* To be done
From the entries below, copy out every line that contains the word "swan".

* Start Data for processing *

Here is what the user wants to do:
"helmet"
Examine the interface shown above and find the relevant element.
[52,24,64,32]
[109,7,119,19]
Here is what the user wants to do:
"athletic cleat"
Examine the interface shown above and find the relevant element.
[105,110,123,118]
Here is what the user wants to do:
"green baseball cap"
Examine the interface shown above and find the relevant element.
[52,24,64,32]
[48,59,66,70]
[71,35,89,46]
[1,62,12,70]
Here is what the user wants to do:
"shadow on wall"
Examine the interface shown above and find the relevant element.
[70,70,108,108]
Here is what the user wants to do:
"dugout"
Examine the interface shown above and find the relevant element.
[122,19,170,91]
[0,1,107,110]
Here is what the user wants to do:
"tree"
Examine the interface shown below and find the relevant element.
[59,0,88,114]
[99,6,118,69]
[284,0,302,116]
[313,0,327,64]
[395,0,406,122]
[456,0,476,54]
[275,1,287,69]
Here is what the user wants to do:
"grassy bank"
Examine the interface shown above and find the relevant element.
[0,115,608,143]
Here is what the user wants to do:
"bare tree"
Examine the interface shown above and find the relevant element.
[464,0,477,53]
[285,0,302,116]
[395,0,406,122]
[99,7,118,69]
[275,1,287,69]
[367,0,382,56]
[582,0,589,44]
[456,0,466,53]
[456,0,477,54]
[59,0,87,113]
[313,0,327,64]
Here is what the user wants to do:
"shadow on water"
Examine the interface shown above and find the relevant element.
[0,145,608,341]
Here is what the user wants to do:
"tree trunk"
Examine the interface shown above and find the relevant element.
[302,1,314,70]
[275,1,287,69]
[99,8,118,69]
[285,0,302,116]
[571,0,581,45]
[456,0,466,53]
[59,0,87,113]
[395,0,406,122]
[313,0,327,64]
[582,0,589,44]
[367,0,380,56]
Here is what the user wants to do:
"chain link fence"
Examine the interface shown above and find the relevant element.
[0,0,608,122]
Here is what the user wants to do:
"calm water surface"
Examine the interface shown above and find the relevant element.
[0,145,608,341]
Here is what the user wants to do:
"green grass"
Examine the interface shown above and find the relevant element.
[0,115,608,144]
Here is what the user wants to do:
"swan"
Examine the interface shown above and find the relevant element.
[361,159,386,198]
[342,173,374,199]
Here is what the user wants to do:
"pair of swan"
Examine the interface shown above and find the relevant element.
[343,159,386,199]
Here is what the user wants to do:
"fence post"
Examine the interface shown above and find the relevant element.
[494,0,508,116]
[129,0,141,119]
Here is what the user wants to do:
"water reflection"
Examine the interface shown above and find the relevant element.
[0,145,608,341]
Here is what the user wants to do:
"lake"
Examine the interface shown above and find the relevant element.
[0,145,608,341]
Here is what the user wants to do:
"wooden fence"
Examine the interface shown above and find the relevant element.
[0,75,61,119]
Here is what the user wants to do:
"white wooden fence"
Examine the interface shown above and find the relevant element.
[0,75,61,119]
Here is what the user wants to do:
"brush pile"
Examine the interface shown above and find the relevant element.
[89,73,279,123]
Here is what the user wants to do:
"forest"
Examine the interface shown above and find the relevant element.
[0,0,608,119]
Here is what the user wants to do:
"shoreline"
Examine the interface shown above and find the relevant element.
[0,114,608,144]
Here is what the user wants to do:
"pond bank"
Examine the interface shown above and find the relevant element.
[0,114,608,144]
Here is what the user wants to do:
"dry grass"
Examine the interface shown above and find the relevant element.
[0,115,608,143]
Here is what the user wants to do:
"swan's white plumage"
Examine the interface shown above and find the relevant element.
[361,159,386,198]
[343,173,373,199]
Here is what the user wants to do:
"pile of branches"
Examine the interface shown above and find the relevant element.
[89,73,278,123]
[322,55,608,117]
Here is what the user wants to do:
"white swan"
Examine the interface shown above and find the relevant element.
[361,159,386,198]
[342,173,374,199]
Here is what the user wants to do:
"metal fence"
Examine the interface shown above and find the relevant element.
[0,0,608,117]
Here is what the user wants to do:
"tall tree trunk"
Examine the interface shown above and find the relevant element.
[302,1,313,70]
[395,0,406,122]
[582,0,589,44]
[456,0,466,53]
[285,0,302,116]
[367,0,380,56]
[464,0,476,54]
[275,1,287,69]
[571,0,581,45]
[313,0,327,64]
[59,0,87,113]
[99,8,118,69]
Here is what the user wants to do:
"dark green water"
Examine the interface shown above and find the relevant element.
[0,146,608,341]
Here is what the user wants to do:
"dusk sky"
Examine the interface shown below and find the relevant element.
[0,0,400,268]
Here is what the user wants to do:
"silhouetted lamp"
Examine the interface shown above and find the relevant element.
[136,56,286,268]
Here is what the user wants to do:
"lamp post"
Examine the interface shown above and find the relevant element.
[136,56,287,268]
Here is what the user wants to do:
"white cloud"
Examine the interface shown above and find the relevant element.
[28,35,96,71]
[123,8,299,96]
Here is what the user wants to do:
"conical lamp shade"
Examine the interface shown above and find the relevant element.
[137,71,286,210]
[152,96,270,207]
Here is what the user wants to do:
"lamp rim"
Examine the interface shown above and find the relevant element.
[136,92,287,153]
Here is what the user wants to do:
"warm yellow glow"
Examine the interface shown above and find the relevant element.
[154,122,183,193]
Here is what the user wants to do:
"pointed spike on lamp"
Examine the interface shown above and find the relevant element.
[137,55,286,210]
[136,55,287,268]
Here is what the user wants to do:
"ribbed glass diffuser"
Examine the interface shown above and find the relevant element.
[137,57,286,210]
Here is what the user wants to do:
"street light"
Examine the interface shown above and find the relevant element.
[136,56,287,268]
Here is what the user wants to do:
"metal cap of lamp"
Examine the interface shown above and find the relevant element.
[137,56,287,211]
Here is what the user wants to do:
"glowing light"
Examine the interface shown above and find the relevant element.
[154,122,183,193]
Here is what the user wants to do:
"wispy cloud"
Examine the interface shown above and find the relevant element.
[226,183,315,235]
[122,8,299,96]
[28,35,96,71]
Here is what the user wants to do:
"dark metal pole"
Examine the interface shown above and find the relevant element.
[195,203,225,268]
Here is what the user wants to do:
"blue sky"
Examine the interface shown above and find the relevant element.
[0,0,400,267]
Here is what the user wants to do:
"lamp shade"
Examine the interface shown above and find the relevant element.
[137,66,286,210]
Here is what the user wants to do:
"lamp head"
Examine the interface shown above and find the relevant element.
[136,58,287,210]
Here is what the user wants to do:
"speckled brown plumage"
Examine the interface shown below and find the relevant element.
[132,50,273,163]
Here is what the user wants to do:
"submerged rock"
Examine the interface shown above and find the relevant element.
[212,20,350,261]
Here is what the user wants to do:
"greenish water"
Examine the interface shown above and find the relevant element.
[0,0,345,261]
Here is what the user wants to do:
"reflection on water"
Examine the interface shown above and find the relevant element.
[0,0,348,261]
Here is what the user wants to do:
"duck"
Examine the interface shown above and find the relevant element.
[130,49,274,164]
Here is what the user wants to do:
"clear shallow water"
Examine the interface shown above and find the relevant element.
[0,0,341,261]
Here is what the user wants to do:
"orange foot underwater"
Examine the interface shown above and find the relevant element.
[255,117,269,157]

* End Data for processing *

* Answer in full
"swan"
"pair of swan"
"swan's white plumage"
"white swan"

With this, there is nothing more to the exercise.